▶ [Given exercise]:
Reproduce the stretch of the material below from the line containing "for gold bracelet." through the line containing "[2,527,39,550]", leaving all wording unchanged but shifting every bounding box coordinate up by 71.

▶ [Data lines]:

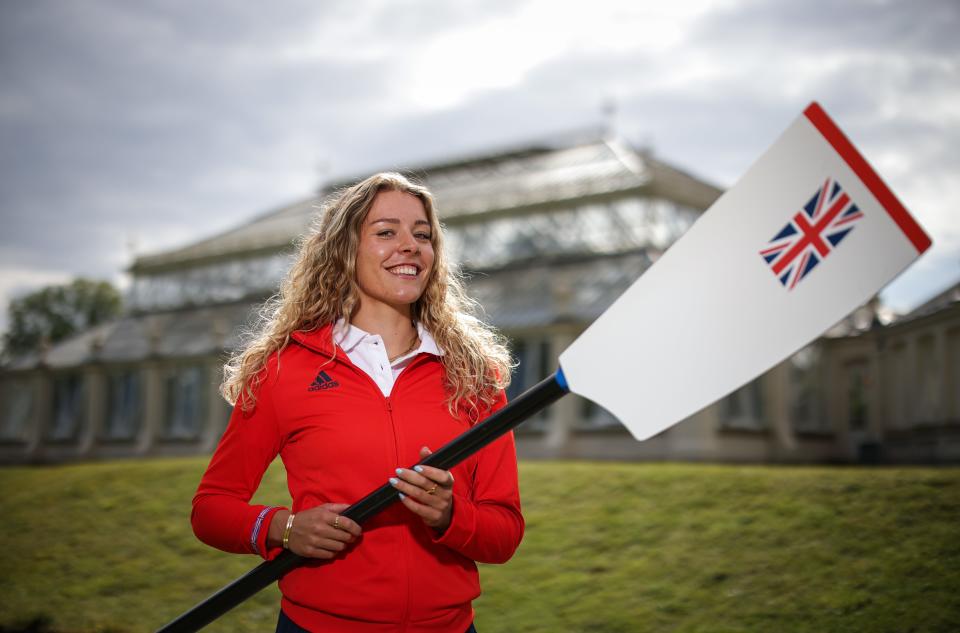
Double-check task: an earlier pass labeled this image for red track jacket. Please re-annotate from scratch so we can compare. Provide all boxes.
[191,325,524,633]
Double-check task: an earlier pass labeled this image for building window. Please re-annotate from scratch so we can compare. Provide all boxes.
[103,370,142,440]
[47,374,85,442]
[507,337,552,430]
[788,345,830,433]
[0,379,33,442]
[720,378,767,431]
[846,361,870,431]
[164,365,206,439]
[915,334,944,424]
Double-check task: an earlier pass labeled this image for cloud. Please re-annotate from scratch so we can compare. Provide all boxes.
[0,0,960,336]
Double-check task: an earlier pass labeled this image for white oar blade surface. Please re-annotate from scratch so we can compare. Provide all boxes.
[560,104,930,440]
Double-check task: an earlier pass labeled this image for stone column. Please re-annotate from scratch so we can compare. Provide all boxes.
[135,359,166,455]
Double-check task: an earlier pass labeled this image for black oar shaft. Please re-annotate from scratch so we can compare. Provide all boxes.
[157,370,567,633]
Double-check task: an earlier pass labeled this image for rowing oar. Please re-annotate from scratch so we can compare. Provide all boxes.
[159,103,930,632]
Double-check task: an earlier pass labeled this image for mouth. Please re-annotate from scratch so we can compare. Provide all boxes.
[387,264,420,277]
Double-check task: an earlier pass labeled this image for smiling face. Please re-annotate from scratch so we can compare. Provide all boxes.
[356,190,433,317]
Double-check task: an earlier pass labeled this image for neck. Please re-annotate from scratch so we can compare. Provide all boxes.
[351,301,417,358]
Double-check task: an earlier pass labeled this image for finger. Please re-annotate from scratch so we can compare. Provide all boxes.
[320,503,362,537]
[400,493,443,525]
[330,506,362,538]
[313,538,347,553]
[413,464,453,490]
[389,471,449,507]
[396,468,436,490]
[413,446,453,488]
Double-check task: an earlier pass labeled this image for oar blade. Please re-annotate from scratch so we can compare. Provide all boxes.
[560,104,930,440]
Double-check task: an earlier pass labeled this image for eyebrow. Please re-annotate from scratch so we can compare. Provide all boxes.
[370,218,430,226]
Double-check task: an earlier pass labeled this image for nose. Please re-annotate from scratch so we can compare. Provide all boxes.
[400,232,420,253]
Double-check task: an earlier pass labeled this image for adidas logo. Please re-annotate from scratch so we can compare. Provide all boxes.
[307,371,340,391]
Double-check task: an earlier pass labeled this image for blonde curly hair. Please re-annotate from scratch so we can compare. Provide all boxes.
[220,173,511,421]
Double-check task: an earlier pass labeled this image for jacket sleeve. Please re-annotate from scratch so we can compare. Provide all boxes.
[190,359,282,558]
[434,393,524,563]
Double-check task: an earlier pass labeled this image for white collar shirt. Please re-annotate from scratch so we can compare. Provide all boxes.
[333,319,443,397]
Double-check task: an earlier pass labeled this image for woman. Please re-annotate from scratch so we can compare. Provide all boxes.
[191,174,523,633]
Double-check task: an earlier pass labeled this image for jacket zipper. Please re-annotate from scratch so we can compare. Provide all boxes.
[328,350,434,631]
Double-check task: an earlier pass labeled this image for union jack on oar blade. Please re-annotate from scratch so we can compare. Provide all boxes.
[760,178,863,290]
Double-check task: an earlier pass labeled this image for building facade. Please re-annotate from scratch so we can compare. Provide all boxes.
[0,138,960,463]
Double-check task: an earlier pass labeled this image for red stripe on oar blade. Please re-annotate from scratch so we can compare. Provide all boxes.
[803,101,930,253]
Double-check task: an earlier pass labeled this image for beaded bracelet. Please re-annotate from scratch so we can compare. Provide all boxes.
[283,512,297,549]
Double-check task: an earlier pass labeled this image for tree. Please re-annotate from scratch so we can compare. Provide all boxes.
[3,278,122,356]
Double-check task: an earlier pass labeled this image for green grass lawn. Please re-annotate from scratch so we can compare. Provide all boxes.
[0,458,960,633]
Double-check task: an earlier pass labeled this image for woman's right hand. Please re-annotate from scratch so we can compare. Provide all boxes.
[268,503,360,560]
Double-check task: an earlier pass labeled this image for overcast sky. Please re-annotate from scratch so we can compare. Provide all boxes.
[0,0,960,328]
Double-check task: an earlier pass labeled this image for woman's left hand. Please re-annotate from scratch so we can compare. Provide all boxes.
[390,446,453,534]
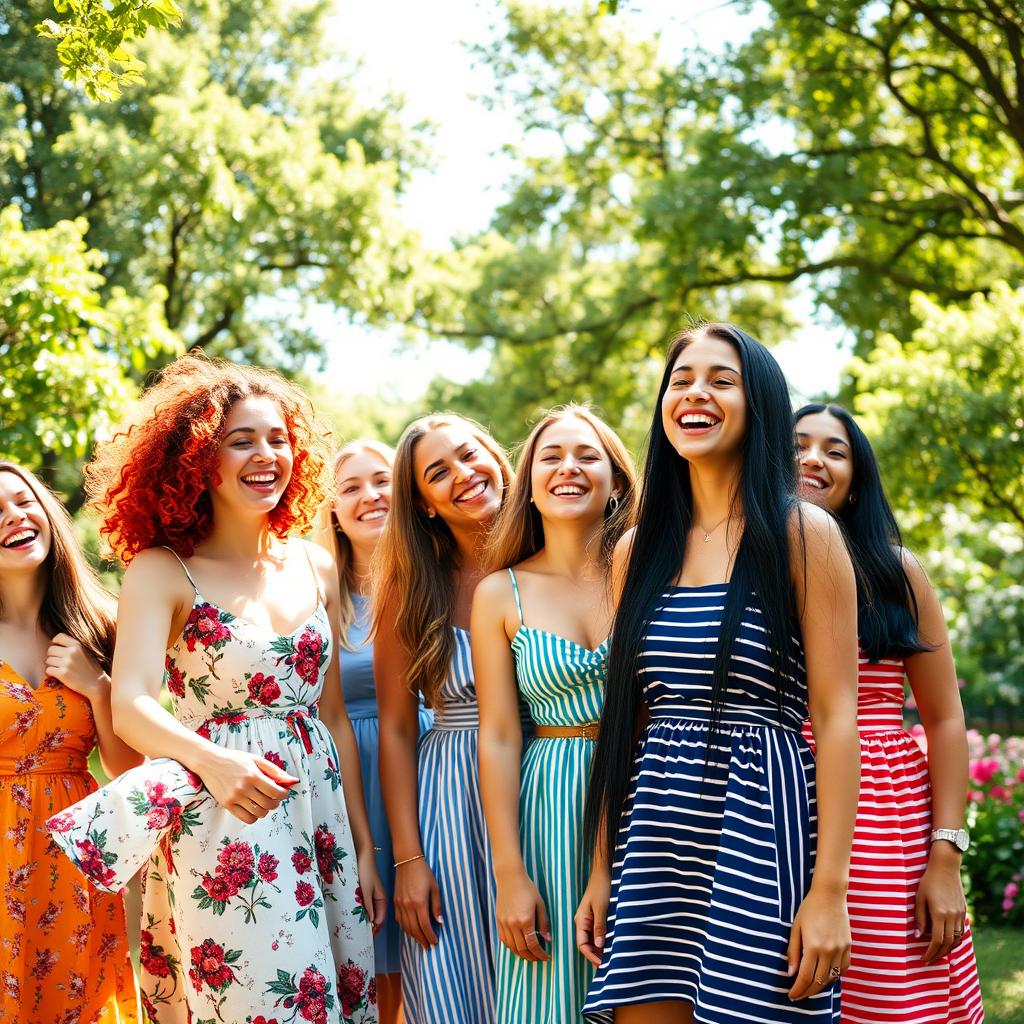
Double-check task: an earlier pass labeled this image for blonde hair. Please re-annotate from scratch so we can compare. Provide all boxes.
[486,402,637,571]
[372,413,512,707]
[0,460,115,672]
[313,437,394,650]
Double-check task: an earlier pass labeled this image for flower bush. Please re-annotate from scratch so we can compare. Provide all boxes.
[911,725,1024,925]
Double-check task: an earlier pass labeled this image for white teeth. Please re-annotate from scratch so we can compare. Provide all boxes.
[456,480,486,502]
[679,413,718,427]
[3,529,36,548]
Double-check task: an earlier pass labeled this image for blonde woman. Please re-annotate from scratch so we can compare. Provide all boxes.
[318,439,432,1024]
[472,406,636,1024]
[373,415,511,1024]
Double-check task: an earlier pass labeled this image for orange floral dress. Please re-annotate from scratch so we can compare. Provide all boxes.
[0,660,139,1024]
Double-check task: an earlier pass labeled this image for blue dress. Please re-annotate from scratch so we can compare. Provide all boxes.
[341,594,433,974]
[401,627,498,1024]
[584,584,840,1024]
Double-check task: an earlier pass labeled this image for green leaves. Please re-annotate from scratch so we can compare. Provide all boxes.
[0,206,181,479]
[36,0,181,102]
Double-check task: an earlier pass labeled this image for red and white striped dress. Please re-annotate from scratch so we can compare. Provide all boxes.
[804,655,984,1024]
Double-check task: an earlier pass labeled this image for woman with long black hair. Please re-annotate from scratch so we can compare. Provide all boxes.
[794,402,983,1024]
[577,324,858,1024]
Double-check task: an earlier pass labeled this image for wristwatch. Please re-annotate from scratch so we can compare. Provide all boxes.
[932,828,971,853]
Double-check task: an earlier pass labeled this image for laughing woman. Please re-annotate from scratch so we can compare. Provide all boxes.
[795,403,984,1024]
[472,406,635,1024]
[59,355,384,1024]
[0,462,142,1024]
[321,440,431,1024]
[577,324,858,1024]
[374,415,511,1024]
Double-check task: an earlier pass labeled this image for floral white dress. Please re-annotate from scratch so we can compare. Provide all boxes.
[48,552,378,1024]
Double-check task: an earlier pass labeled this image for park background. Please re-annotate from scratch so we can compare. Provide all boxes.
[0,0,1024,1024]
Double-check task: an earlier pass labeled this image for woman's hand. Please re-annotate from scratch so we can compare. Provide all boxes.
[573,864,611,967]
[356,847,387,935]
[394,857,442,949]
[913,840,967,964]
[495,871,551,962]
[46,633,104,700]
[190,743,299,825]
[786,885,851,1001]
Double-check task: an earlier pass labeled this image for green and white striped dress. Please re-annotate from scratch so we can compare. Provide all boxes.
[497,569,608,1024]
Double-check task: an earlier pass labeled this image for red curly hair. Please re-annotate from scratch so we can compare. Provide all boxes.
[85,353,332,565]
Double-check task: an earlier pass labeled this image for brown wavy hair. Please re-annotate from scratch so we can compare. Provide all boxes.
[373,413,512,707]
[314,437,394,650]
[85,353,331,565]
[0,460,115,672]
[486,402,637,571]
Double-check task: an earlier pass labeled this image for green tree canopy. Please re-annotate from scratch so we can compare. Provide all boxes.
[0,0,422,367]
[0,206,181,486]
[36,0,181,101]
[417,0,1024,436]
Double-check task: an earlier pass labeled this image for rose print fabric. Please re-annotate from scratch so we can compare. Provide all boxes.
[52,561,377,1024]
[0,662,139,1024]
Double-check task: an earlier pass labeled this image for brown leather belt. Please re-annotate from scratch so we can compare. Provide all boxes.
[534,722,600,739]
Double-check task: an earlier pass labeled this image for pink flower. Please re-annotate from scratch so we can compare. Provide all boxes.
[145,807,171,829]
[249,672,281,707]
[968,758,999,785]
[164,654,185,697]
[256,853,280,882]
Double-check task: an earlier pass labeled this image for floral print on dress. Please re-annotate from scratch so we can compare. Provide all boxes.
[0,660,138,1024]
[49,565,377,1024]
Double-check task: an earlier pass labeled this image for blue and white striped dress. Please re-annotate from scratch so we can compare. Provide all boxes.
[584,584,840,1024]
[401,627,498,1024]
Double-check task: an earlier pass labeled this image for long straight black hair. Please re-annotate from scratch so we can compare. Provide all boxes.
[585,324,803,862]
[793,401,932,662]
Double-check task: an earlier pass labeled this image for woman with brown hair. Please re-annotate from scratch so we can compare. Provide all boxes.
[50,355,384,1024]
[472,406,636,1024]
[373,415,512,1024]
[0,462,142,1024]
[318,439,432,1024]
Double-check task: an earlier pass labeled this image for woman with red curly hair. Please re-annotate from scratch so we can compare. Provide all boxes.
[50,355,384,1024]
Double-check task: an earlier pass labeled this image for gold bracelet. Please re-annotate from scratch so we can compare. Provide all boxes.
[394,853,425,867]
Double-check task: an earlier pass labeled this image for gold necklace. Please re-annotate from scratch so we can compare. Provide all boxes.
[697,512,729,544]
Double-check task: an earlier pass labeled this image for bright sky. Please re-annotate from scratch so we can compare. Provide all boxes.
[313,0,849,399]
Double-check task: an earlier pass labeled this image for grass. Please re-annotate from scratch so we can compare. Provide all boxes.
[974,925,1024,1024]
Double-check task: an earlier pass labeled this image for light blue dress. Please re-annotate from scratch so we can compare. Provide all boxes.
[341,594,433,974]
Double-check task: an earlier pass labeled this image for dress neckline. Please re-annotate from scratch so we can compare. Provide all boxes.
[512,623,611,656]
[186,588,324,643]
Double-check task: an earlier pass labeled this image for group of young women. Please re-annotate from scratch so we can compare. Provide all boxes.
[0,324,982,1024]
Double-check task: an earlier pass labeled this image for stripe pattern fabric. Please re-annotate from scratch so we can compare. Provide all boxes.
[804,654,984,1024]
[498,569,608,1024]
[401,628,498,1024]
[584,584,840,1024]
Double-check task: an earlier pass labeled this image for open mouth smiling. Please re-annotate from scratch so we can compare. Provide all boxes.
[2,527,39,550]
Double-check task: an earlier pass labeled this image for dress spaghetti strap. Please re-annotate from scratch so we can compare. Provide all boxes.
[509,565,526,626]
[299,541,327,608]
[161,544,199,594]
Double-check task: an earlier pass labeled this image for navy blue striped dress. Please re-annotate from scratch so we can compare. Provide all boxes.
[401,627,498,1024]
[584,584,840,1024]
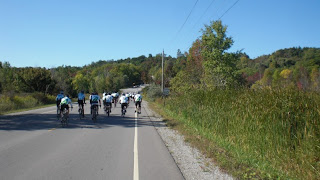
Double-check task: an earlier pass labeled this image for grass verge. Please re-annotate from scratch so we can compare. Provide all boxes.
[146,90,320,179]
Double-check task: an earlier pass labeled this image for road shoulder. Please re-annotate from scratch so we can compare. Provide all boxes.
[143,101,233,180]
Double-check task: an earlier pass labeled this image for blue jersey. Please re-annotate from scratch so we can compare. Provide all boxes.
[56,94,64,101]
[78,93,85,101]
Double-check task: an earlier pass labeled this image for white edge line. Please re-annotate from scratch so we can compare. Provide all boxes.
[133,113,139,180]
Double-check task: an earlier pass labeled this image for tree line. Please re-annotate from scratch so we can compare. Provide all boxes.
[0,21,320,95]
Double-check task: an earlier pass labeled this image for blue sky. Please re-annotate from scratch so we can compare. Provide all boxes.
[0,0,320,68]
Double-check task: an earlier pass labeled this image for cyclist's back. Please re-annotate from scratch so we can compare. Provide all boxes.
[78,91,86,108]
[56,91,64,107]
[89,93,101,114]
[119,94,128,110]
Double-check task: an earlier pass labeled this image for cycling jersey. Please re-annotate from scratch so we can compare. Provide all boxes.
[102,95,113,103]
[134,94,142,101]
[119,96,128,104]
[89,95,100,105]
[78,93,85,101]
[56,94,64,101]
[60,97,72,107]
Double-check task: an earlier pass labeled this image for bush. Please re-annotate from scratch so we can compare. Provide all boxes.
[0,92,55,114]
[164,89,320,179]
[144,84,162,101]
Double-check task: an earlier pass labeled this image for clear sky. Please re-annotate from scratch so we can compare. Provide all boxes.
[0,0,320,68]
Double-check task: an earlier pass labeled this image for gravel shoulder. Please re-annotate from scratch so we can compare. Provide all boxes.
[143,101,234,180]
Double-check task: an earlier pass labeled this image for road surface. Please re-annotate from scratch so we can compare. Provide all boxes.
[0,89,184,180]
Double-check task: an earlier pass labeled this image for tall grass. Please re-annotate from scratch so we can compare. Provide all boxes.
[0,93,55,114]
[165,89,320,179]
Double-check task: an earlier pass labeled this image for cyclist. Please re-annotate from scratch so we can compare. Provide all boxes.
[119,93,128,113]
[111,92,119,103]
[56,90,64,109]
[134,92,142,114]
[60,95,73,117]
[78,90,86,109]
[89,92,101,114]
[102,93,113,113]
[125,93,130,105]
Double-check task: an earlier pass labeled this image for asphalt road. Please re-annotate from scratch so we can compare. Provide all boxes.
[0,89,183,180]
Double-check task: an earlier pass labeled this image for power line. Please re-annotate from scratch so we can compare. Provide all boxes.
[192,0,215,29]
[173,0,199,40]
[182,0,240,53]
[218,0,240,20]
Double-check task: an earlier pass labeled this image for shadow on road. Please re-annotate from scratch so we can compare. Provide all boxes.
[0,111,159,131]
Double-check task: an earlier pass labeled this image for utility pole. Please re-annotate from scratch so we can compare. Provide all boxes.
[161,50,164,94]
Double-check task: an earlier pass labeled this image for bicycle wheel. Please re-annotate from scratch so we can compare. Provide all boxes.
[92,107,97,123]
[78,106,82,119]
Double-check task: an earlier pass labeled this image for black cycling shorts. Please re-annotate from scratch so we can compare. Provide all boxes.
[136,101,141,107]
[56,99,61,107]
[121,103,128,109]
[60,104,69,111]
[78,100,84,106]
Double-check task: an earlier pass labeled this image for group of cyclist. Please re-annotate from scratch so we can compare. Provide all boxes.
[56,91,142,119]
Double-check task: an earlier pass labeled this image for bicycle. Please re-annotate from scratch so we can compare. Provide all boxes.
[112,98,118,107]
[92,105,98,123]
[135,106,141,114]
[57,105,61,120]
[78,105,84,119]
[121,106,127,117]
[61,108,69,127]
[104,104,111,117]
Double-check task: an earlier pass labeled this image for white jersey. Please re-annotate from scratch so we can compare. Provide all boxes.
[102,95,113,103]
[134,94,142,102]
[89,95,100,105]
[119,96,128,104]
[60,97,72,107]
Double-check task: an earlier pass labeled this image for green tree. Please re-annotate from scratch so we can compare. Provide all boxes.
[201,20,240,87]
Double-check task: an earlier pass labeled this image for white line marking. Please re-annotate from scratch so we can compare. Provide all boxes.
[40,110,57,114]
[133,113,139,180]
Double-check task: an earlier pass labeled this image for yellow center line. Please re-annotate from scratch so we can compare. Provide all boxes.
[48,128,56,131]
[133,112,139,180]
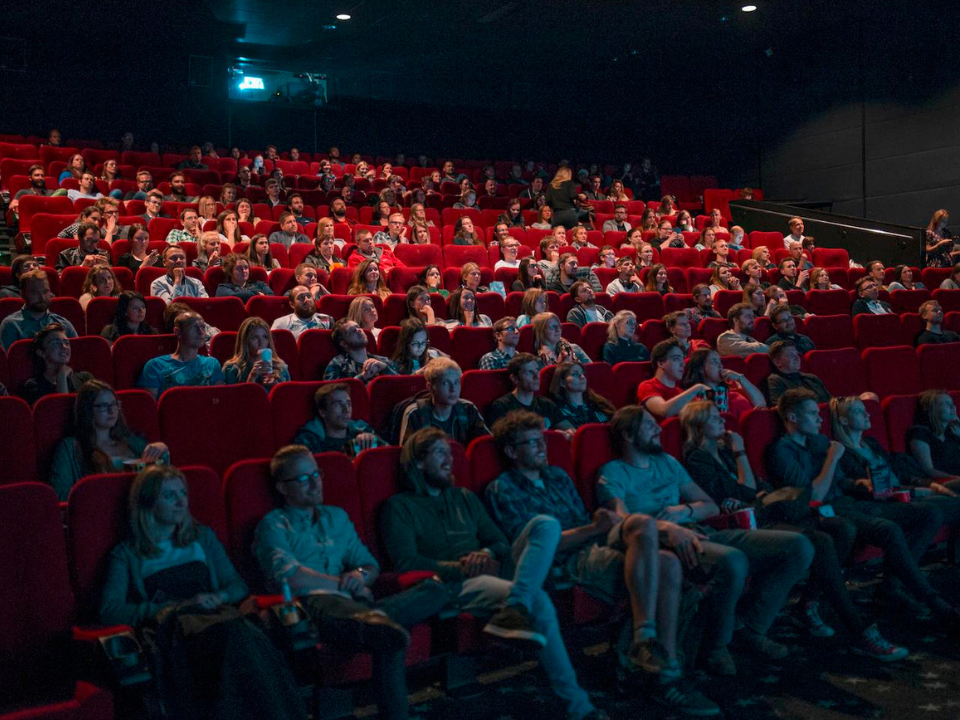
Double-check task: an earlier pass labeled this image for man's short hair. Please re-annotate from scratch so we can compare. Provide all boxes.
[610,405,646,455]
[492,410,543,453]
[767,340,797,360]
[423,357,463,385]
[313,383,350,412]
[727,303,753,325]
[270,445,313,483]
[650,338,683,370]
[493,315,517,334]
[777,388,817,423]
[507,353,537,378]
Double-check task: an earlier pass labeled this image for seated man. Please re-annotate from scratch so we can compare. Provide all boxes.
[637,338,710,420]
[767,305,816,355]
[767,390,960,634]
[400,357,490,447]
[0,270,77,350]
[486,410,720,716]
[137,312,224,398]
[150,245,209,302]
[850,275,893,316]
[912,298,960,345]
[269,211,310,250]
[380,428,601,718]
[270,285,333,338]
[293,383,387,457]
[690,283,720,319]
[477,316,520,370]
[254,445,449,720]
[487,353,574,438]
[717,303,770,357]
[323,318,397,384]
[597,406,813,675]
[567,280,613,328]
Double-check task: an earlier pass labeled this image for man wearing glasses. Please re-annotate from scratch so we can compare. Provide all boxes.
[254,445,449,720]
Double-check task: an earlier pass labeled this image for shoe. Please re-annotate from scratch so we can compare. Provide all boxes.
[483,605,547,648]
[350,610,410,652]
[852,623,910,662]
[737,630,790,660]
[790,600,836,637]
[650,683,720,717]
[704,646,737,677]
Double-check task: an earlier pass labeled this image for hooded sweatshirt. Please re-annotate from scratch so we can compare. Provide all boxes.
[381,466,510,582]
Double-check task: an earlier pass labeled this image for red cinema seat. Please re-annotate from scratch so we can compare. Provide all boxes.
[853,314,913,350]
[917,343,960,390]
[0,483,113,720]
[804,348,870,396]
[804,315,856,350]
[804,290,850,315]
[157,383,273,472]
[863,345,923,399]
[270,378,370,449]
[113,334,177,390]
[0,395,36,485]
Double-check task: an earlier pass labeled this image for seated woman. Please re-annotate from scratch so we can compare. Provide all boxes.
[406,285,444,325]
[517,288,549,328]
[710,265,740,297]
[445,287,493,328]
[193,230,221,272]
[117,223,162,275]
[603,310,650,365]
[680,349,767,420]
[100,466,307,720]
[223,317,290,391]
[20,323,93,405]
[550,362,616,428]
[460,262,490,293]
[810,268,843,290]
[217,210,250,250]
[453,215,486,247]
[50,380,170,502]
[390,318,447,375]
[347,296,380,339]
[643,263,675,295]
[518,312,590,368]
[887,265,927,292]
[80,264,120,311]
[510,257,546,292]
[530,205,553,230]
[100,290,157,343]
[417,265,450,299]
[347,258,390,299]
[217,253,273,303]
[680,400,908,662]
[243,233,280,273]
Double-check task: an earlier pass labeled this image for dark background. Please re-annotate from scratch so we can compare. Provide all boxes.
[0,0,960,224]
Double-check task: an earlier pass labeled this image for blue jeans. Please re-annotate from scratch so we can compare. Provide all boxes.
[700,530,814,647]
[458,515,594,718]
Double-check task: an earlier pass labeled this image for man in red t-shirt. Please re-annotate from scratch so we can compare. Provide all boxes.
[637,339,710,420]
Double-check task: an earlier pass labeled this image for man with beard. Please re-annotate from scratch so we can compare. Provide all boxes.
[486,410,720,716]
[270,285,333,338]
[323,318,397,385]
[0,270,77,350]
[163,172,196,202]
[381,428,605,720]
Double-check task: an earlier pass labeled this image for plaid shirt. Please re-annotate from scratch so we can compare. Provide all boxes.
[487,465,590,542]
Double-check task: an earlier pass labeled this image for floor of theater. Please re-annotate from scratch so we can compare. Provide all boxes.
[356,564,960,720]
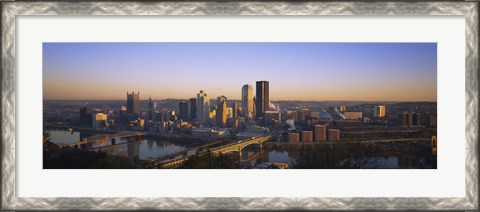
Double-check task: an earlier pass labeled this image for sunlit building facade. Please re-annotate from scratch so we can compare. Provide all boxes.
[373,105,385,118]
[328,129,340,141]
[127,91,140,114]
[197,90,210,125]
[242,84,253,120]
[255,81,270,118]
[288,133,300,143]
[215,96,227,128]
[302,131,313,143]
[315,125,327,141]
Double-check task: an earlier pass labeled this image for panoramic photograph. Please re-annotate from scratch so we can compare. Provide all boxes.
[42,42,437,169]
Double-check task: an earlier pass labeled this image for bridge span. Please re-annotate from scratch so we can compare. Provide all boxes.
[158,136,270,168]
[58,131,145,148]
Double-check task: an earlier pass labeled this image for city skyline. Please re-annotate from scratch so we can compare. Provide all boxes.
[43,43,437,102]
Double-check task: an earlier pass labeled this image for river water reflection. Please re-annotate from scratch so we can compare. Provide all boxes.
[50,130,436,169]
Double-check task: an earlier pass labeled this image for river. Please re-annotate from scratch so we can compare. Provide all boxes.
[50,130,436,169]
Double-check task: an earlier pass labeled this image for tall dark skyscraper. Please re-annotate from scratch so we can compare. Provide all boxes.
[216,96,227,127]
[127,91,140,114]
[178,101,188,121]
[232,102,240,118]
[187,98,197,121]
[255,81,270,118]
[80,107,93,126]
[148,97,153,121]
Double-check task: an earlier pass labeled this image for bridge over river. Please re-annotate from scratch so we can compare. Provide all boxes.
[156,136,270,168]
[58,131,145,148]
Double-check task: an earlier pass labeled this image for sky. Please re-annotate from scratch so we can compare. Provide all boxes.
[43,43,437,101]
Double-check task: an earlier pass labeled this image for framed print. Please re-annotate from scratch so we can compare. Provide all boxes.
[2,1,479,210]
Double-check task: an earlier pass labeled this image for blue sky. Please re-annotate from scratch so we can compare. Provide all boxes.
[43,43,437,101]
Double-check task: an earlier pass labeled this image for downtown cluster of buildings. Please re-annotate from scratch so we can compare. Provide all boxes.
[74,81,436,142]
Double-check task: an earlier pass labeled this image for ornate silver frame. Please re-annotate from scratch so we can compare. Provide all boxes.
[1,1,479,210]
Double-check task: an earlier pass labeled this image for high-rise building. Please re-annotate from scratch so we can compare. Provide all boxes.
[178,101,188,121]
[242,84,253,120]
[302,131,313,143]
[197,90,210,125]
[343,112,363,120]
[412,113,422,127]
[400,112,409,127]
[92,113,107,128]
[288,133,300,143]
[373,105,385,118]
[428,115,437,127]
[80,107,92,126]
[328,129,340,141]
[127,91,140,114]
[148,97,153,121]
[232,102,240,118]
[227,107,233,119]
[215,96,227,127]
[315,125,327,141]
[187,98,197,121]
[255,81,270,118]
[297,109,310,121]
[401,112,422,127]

▶ [Result]:
Double-check task: an earlier pass labeled this image for gold bracelet. Please re-annotate from scratch so we can compare. Provide all boxes.
[465,924,496,938]
Double-check task: an earlier pass labeled this image for gold necklace. Please re-annotate from scratch so we can compare. Provide all boxes.
[768,583,800,615]
Double-check task: an earlier pass labeled this image for bright sky. Please re-annotate from scratch so we can compare. Provide all boxes.
[384,71,920,470]
Double-check task: an earlier pass labeled this image for grass. Please re-annotate from scratch so we can compare. Provide all boxes.
[1045,996,1095,1095]
Double-check task: an earlier pass labeled this image for light blue dress. Please re-annotate from scratch so we can compare. Provide all boxes.
[412,665,504,1045]
Double-check task: an earlier pass labeled this image for dress neckline. Please re-annotate from scratch so we can compare. Provide all boxes.
[583,694,682,727]
[257,659,395,714]
Double-check task: an earlier pass labeled this image for group of young women. Please re-annotate from scratch so we can compare. Provide all boxes.
[71,395,1053,1095]
Double-check task: an earlier pass labeled this image for stripe pattern fabric. Please re-annotate from scratch so we can compare. Provide all boxes.
[875,725,1055,1095]
[569,640,679,1095]
[472,699,569,1095]
[655,655,911,1095]
Double-check task: an earlier pass labeled this image for open mouth smiling. Please re-annotate from scratch so we can compare. Provide all boxes.
[73,598,110,621]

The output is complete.